# Your task:
Repeat the records below word for word, but start at the line that contains "Objective — set a marker on each instance of the gym", stop after the last line, and include nothing else.

— Start Records for the exercise —

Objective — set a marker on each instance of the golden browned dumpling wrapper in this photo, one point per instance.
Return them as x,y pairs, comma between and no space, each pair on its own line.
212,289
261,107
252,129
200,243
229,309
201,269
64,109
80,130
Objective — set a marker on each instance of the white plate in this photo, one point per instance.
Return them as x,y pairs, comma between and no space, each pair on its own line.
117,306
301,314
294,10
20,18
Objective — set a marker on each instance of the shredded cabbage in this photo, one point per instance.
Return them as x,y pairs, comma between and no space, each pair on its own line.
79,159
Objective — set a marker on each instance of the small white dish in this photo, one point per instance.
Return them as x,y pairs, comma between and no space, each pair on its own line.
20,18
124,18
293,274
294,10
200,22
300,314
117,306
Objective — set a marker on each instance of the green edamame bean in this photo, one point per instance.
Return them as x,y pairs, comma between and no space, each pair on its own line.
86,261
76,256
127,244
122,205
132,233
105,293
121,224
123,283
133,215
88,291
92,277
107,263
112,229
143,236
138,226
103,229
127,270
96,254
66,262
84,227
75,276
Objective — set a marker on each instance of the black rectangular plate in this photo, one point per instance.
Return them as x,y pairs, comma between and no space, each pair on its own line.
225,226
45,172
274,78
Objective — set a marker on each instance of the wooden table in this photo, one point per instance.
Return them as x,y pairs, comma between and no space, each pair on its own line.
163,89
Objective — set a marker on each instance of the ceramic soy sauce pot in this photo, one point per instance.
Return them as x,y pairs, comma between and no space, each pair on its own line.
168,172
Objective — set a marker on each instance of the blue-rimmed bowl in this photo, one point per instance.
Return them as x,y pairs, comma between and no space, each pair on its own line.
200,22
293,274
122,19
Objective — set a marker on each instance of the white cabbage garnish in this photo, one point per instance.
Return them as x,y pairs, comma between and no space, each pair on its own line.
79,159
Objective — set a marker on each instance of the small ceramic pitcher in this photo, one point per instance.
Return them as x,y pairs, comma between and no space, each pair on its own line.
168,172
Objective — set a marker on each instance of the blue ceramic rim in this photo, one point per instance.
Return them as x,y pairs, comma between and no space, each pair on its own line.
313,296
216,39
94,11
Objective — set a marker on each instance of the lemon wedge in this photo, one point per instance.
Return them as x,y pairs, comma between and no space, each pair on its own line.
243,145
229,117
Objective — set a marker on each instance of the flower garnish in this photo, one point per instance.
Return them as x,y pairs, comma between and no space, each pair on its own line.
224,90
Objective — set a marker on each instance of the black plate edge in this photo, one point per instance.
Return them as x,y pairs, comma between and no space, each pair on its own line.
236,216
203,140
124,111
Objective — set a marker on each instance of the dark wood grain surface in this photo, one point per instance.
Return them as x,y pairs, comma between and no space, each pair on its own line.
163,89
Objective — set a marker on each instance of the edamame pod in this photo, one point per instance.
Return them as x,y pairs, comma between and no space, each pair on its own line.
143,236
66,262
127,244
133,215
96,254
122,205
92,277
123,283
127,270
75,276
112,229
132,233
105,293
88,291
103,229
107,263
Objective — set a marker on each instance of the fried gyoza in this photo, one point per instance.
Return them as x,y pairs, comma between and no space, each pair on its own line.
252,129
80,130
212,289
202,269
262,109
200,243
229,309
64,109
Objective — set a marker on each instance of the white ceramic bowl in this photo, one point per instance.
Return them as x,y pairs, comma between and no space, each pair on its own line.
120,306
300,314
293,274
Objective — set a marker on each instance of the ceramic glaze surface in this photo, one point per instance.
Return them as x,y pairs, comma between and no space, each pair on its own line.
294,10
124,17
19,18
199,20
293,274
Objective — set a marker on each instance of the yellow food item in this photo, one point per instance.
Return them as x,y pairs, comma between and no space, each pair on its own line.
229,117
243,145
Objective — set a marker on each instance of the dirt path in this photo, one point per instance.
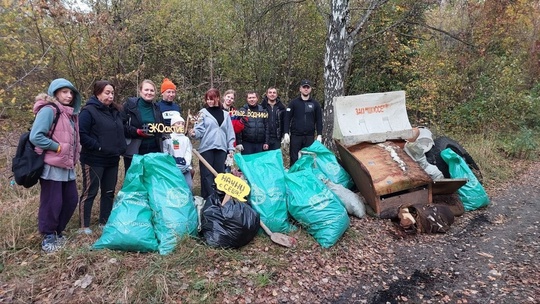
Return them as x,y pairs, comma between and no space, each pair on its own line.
489,256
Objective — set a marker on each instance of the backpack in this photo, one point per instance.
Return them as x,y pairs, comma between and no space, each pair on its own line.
27,165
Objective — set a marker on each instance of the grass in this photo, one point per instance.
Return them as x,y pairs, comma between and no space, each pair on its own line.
192,273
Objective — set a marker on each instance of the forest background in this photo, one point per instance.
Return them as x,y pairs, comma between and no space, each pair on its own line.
469,68
466,66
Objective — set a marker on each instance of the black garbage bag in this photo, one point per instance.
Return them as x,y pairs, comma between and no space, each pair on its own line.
230,226
433,156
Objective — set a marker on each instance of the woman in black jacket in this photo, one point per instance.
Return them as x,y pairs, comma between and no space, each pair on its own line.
102,140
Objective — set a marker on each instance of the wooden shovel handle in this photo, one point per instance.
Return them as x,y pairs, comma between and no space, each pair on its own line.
266,229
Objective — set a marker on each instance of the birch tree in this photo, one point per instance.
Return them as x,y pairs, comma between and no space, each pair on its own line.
342,35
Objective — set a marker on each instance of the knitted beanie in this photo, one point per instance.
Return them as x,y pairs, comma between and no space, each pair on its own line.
166,85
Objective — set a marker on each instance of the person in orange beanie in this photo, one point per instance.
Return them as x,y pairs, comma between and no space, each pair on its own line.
167,104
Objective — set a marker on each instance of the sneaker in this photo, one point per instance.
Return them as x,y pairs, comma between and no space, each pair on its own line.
49,243
85,230
61,240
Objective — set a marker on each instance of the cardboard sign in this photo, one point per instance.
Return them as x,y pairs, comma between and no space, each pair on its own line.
232,185
161,128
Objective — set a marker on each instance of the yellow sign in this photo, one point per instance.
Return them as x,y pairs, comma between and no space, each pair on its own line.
232,185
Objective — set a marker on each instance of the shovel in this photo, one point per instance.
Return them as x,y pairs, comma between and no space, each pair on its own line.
276,237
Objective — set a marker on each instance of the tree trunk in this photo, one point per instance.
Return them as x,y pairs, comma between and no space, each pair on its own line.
338,49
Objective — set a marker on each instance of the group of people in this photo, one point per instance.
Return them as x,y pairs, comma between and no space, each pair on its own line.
101,131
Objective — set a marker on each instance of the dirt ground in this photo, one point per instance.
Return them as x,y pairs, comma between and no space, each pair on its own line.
489,256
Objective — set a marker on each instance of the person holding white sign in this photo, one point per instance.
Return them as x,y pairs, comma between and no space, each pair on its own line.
215,131
179,147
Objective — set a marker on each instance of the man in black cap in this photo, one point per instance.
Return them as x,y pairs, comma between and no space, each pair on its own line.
302,118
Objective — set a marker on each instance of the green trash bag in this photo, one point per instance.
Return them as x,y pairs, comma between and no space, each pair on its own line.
472,194
325,161
129,227
266,177
315,207
171,200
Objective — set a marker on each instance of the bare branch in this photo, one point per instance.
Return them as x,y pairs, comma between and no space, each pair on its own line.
443,32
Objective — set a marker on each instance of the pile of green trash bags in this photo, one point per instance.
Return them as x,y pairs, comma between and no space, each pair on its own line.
472,194
300,193
154,209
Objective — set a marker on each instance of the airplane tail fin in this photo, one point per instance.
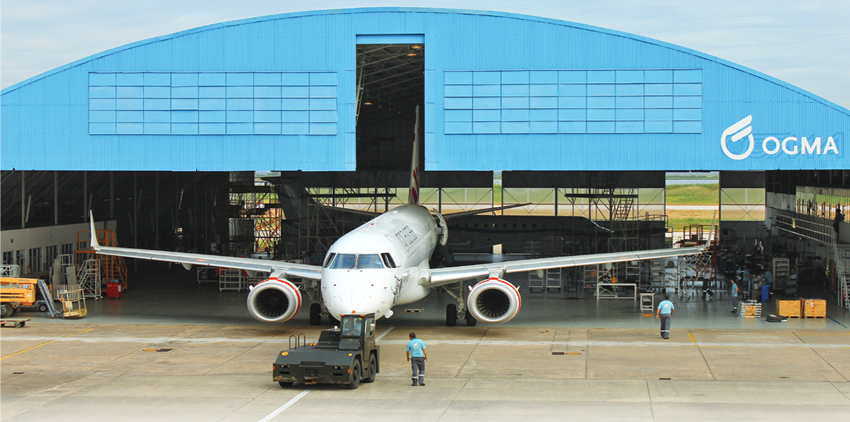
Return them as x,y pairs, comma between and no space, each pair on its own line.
415,171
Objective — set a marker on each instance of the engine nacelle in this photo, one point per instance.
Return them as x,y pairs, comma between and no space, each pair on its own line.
493,301
274,300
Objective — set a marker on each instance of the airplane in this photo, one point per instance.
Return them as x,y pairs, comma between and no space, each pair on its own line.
383,264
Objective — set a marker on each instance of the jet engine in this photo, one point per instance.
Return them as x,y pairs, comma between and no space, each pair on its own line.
493,301
274,300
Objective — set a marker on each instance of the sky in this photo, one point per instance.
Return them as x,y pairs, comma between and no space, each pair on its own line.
804,43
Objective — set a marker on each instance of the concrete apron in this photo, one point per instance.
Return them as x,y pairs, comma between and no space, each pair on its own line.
213,372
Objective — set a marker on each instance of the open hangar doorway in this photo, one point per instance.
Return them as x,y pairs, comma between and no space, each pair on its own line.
390,85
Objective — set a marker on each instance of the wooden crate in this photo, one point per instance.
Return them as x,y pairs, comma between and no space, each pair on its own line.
814,308
789,308
751,311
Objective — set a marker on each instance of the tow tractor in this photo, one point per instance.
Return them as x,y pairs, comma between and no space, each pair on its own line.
344,355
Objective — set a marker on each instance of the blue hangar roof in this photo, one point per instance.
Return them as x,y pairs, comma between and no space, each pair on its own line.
501,92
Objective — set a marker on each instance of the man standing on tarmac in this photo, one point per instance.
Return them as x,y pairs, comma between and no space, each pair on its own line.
664,312
417,355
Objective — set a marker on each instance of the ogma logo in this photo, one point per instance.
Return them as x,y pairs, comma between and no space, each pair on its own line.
771,145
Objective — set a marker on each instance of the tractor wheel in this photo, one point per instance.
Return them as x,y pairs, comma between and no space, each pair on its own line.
356,373
373,369
315,314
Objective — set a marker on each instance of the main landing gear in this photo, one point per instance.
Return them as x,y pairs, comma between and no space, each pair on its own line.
319,313
459,311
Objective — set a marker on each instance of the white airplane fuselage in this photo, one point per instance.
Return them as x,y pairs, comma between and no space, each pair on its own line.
352,280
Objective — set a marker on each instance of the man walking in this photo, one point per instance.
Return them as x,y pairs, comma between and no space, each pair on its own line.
664,312
417,354
734,294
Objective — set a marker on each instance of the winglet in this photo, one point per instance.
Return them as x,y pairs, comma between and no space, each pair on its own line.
93,242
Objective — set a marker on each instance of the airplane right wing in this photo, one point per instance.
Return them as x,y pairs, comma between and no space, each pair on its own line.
447,275
312,272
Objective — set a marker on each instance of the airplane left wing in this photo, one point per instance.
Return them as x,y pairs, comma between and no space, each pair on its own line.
448,275
312,272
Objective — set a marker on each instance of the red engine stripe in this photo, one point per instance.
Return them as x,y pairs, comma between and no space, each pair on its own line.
519,297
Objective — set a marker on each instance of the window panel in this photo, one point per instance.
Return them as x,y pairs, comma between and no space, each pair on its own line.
130,92
157,128
267,128
601,127
212,129
515,90
184,79
184,129
458,90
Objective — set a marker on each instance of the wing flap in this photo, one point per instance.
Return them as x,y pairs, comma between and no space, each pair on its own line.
441,276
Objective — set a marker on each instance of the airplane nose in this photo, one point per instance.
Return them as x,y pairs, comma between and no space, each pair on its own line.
357,292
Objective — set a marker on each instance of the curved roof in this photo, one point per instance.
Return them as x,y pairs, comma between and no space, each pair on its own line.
495,97
506,15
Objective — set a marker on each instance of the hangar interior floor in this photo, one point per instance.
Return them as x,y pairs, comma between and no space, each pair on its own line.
175,350
173,296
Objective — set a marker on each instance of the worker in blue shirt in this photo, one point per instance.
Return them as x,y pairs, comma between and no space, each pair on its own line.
664,312
417,354
748,281
734,294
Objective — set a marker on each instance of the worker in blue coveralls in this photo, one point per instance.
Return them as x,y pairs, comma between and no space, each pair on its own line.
417,354
664,312
734,293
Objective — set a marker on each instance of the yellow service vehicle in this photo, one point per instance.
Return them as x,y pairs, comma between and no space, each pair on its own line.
20,292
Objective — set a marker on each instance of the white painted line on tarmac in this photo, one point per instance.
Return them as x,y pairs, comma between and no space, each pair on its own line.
285,406
172,341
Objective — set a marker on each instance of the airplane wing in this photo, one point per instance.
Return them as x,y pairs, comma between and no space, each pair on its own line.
448,275
313,272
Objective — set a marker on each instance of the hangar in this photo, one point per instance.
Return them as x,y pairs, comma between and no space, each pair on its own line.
162,138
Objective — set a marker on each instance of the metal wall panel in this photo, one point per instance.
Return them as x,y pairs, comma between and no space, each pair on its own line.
56,121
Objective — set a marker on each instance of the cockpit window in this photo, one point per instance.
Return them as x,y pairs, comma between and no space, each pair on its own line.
388,260
343,261
369,261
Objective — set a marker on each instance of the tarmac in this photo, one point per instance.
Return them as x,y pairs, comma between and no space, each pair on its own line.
179,350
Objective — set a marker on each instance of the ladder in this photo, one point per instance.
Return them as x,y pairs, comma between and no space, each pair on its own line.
842,267
693,268
89,278
48,299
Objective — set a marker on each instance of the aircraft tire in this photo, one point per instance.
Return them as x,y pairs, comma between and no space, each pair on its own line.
470,320
355,375
315,314
451,315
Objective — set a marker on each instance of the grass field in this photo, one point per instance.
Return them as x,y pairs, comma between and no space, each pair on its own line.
703,194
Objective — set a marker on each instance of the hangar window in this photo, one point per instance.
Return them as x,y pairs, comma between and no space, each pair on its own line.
213,103
573,101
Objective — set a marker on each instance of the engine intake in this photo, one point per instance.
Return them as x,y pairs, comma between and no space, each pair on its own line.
274,300
493,301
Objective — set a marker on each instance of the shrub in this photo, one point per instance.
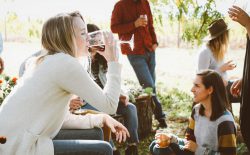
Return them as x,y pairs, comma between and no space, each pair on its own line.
6,85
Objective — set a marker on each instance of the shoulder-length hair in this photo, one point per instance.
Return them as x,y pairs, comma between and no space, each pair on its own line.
58,34
219,98
219,45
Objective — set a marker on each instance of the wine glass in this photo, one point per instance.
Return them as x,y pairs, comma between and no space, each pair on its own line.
96,40
129,42
243,4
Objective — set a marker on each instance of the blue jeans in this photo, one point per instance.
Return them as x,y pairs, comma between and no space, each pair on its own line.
69,142
129,113
144,67
131,121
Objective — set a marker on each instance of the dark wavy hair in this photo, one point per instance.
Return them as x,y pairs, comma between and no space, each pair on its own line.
98,59
219,98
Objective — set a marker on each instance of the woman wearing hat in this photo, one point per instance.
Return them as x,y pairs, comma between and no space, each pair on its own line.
212,56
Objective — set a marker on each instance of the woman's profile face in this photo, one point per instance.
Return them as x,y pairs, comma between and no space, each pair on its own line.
201,94
81,37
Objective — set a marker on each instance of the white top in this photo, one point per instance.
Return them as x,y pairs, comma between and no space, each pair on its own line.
206,60
34,112
1,43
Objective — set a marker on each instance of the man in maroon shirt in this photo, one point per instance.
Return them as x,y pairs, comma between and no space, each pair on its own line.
134,17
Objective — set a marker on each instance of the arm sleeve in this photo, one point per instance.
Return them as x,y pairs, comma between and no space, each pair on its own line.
190,130
1,43
87,121
117,25
72,78
151,26
227,138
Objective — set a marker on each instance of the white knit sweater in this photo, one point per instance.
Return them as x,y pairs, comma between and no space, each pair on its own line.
34,111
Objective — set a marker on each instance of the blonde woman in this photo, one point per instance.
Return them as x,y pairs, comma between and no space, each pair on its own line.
33,113
212,56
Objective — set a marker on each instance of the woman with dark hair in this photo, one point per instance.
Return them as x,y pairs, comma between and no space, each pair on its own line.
212,56
211,127
241,87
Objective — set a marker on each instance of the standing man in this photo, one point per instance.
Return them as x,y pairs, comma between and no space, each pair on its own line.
242,86
134,18
1,49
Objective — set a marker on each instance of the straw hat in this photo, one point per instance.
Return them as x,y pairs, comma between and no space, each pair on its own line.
216,28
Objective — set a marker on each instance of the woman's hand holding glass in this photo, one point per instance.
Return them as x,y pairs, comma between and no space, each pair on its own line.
191,146
230,65
75,103
116,127
110,50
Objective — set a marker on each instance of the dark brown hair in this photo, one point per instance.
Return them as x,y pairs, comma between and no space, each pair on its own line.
219,98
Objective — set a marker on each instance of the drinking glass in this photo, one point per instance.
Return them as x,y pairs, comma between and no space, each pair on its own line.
96,40
243,4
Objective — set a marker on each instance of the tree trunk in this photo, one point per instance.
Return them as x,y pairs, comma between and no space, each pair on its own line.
144,112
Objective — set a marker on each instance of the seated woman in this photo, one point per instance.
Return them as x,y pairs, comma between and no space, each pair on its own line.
35,110
212,56
99,69
211,127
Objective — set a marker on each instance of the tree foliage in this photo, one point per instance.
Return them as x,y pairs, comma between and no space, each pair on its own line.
193,16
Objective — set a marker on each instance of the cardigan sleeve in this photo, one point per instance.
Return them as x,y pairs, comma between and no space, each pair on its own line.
117,25
71,77
150,25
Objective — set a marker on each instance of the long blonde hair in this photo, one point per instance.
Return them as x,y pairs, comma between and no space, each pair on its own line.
58,35
219,45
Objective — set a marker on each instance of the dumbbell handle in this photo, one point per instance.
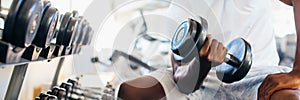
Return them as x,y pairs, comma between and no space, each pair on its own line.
232,60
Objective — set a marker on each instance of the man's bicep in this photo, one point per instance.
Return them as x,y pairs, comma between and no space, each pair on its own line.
142,88
288,2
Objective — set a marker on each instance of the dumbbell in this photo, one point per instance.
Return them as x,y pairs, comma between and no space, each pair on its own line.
49,51
189,38
77,31
87,34
65,34
68,87
83,30
20,27
44,34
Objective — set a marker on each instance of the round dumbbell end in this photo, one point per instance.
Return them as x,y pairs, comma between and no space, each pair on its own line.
240,50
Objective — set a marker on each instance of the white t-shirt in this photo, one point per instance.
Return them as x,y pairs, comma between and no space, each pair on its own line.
230,19
227,20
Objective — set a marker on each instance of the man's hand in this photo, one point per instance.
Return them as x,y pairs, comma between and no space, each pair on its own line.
211,54
189,77
280,81
288,2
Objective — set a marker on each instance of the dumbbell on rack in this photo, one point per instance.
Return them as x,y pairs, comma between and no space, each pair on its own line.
65,34
189,38
44,34
20,27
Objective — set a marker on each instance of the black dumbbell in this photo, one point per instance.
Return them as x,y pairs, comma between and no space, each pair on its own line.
22,22
190,36
83,29
88,36
20,28
78,35
61,94
44,34
68,87
44,96
61,34
49,51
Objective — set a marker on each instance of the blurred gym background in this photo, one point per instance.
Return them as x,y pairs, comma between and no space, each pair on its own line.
100,72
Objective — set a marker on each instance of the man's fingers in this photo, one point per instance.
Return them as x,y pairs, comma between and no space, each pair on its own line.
222,53
213,50
206,47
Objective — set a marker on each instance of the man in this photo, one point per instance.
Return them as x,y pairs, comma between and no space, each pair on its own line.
250,19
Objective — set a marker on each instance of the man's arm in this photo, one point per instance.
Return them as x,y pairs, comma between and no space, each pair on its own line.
189,77
142,88
283,81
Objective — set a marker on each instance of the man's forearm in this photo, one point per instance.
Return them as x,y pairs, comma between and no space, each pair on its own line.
189,78
296,4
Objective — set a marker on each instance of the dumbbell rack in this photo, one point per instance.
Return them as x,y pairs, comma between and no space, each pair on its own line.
19,72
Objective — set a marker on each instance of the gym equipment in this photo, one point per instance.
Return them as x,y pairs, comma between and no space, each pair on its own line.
69,36
88,36
77,31
49,51
44,34
189,38
22,22
60,41
20,28
82,31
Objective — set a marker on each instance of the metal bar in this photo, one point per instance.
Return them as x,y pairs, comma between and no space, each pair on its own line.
16,82
60,64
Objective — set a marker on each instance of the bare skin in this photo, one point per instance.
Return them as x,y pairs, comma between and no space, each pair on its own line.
285,84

— End Records for the exercise —

# Answer for this exercise:
Objective — set a marker on each instance of the gym equipment in this photo, one point per instance.
Return them as x,y pairs, comma between and no space, each pair on its own line.
69,36
88,36
77,31
49,51
44,34
189,38
22,22
60,41
20,28
82,31
Objective — set a marker on each instance of the metal bar in this photo, one point per instance.
Return them as x,y pairs, comma between and no space, each pair on its own line.
16,82
60,64
Objective — set a marker on each instance of the bare skin in this photo, one point per instance.
Return them as x,y pairs, comma between and no space, each pair on its own line.
285,84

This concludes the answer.